Show every line of the data below that contains the word "canopy".

* **Location identification entries**
= = = = =
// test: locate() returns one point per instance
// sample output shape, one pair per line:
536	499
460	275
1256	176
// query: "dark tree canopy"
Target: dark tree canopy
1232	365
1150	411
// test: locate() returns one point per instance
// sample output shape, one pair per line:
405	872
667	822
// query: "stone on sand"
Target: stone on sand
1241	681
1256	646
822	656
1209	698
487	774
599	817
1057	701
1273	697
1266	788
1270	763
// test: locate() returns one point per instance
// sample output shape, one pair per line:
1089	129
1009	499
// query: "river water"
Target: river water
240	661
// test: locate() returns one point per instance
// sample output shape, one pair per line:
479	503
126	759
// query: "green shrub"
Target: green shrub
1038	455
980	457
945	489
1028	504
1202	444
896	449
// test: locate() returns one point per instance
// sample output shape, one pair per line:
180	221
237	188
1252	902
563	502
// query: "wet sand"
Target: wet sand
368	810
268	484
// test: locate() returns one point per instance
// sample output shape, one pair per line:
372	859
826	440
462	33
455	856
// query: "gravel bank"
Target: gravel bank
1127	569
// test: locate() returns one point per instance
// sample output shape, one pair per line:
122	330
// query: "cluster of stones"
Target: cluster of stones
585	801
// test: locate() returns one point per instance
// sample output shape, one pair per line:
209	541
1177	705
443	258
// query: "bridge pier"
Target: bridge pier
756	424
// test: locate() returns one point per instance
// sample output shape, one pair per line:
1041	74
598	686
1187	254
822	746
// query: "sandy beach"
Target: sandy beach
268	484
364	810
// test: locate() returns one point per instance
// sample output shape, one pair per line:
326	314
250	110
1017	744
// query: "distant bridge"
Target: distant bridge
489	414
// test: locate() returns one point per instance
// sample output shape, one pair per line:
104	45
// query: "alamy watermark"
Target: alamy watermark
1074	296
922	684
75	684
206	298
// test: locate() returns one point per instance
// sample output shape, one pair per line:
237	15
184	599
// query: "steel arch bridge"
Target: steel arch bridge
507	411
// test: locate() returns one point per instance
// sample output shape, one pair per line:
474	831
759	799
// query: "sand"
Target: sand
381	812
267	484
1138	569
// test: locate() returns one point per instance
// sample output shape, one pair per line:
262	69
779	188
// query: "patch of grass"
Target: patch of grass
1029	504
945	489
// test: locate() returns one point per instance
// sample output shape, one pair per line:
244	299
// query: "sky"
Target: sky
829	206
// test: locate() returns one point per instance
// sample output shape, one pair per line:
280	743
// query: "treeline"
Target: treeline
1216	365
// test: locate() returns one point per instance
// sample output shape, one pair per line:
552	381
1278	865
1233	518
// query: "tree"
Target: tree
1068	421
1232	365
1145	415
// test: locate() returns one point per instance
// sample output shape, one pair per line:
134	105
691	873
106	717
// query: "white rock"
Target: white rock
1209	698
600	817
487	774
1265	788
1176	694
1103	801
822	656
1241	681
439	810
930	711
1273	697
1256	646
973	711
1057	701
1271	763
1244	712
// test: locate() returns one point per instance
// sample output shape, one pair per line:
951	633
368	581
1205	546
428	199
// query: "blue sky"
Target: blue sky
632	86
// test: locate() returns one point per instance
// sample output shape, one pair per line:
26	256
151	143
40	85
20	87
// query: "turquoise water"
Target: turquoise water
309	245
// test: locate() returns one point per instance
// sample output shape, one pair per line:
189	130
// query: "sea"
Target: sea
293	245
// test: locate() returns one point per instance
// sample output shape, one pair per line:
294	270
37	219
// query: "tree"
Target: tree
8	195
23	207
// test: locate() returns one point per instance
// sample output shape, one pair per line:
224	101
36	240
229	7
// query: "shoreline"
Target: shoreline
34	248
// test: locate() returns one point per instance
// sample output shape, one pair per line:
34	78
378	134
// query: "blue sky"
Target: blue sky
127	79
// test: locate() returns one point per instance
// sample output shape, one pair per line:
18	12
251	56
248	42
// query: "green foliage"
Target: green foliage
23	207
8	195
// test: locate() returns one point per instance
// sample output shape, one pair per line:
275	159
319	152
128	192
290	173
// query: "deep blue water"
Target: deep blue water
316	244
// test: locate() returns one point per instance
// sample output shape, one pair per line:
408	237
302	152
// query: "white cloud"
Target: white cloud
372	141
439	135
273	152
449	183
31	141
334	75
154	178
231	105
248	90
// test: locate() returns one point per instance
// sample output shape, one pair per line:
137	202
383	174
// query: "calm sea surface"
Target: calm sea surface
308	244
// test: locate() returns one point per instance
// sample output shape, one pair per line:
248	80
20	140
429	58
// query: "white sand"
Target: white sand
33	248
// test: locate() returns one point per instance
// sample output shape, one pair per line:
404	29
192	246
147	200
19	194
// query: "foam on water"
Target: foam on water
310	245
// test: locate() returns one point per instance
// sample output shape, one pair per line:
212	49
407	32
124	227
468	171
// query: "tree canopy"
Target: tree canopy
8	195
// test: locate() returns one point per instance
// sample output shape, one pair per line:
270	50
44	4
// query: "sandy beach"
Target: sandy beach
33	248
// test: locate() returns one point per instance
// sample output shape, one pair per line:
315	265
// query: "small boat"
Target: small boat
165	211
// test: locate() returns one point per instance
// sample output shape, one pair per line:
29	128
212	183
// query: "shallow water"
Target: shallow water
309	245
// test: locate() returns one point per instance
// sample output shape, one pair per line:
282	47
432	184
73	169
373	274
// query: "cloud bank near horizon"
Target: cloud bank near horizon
= = = = =
* **TASK RESULT**
// query: "dark tree canopy"
Target: dark tree canopy
// query: "tree canopy"
Target: tree canopy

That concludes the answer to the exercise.